* _TASK GOAL_:
Turn every line of the data below into a numbered list, leaving out blank lines and omitting the pictures.

Records from a dataset

========

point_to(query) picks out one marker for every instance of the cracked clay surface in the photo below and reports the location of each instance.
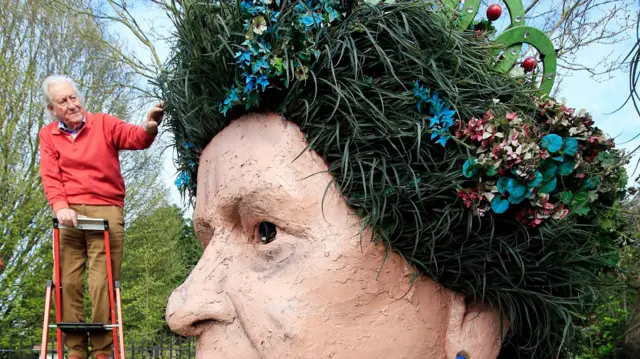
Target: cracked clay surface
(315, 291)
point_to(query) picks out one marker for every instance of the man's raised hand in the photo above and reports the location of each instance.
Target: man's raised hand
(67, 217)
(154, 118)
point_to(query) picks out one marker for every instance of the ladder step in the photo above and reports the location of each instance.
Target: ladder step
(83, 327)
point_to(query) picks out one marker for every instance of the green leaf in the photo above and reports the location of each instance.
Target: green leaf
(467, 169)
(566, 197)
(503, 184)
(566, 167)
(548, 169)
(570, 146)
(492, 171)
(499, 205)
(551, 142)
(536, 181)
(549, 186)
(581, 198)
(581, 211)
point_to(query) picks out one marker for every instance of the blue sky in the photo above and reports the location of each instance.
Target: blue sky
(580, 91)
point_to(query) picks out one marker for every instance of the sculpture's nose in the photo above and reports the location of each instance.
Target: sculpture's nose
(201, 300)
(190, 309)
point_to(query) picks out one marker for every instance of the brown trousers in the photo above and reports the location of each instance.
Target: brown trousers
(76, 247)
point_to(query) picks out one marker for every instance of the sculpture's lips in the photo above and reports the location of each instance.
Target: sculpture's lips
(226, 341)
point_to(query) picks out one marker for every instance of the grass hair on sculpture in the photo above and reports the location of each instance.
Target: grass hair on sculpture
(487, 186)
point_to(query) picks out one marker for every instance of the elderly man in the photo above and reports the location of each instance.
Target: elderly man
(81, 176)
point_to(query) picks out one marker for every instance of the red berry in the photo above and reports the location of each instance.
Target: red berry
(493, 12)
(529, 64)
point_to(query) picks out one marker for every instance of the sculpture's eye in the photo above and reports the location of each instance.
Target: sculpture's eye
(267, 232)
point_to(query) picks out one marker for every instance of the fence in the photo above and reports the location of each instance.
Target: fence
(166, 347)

========

* _EXERCISE ANSWER_:
1. point_to(query) picks out one marker for every instance of the cracked clay surface in the photo below and reports the location of each instance.
2. Target: cracked clay surface
3. (315, 291)
4. point_to(query) picks out one marker for every instance of the man's raised hand in the photo above and reports the location of each instance.
5. Target: man's raised hand
6. (67, 217)
7. (154, 118)
8. point_to(query) picks out one marker for every instance of the ladder step in the photo above and reports the location of each instance.
9. Target: ladder step
10. (83, 327)
11. point_to(query) picks out one marker for every instance of the green leaf in the photo above and reports the location of each instance.
12. Target: green leaf
13. (467, 169)
14. (566, 197)
15. (503, 184)
16. (566, 167)
17. (548, 169)
18. (570, 146)
19. (492, 171)
20. (499, 205)
21. (551, 142)
22. (536, 181)
23. (549, 186)
24. (581, 198)
25. (581, 211)
26. point_to(query) picks out one marker for every instance of the blue sky in the photo above and reports the location of each instance.
27. Target: blue sky
28. (580, 91)
29. point_to(query) picks out one marker for every instance of the sculpture's nose in the photo above and reports the location of each instance.
30. Target: sculpture's nose
31. (201, 300)
32. (190, 309)
33. point_to(query) picks out one marker for every instance of the brown trousers in the photo above and reports the location of each instance.
34. Target: brown trousers
35. (76, 247)
36. point_to(query) picks out one marker for every instance of the sculpture's lips in the photo above and reports the location of each instance.
37. Target: sculpture's lips
38. (226, 341)
39. point_to(query) picks out one marker for every instance of the grass hair on sculpture in the photo above and reports the location of each instance.
40. Target: grass hair on sculpture
41. (487, 186)
42. point_to(query) picks out one marker for every instance of the elderly man in the photo above and reports the location of each instance.
43. Target: elderly man
44. (81, 176)
45. point_to(query) picks out one marker for every instance of the red berry in the photo above and reports the location of each instance.
46. Target: red berry
47. (493, 12)
48. (529, 64)
49. point_to(query) picks out one marker for every instance of the sculpture's eye in the photo above and reports the location of each instance.
50. Target: sculpture's eye
51. (267, 232)
52. point_to(query) picks out one marker for every instance of the fence in the photo above and reports the location of each instance.
53. Target: fence
54. (166, 347)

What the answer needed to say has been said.